## TASK DESCRIPTION
In the records below, which lines include "grass"? Copy them.

━━━━━ DATA FOR THE TASK

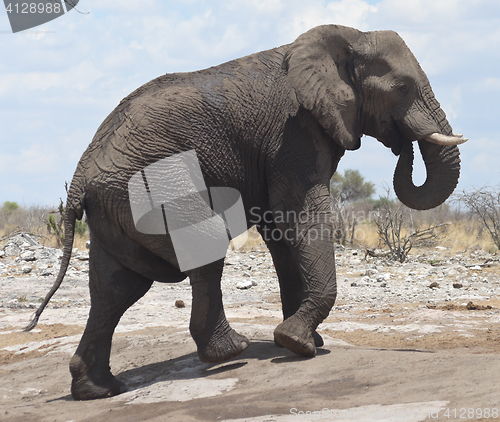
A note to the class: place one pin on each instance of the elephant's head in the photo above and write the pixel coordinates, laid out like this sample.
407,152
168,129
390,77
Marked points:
357,83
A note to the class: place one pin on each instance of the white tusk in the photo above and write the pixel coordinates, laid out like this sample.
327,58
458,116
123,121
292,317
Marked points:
440,139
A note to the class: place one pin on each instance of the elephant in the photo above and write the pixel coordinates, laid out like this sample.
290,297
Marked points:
273,126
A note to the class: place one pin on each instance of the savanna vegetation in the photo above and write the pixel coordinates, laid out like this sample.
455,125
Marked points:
470,219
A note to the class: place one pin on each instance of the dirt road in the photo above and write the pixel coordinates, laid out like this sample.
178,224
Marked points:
400,361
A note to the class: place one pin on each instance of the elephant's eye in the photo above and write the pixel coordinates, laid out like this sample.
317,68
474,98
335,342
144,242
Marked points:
403,89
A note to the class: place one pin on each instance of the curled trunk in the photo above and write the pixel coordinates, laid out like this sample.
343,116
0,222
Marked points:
442,164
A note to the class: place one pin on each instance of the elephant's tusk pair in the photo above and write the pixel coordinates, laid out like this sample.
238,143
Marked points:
440,139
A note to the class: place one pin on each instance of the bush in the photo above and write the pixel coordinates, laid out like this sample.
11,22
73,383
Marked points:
9,207
484,203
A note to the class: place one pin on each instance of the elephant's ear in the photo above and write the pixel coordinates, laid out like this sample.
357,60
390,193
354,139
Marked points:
318,67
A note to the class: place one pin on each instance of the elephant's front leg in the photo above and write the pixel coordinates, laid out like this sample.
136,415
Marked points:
289,276
311,243
215,339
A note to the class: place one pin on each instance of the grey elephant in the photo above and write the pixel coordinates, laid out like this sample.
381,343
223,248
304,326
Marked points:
273,126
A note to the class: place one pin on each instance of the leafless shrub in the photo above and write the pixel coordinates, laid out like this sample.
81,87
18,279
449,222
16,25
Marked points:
484,203
397,230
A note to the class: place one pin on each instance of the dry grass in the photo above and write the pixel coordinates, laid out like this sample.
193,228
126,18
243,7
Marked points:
33,219
461,234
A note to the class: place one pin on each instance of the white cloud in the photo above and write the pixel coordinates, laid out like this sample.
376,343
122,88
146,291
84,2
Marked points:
78,72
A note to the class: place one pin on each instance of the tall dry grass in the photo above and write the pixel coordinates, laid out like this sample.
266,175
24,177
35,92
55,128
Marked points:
462,232
33,219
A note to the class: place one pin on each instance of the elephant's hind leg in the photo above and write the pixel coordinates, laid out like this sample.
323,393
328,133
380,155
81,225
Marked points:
113,289
215,339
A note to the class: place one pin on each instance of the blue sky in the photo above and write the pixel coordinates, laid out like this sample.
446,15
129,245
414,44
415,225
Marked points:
60,80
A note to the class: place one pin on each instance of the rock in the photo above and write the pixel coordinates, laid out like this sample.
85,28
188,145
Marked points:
473,307
11,249
28,256
245,284
26,269
384,277
82,256
45,271
48,255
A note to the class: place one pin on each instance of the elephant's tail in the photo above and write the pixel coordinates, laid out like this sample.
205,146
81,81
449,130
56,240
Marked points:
69,234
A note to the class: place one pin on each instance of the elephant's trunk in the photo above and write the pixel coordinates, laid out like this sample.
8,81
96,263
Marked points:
442,163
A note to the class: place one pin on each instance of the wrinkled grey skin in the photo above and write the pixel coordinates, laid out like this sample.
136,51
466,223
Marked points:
274,126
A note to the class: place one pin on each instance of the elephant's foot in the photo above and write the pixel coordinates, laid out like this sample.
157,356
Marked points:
297,337
88,386
224,347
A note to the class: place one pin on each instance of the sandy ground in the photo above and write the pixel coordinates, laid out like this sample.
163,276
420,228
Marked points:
402,361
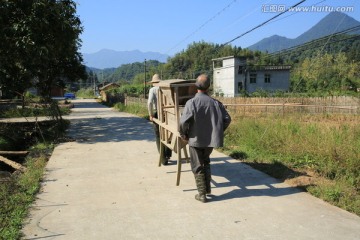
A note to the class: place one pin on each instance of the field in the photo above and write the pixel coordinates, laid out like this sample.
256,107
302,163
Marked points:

━━━━━━━━━━

## ANSWER FOR THE TASK
A note to the class: place one pin on each instance of the dry grass in the photo above and write the pixel coordinates, laid out like this sample.
A note to the class: place one pin on each instance of the tall dry grass in the photo above and write the pixel coordinates, laid out like this sample.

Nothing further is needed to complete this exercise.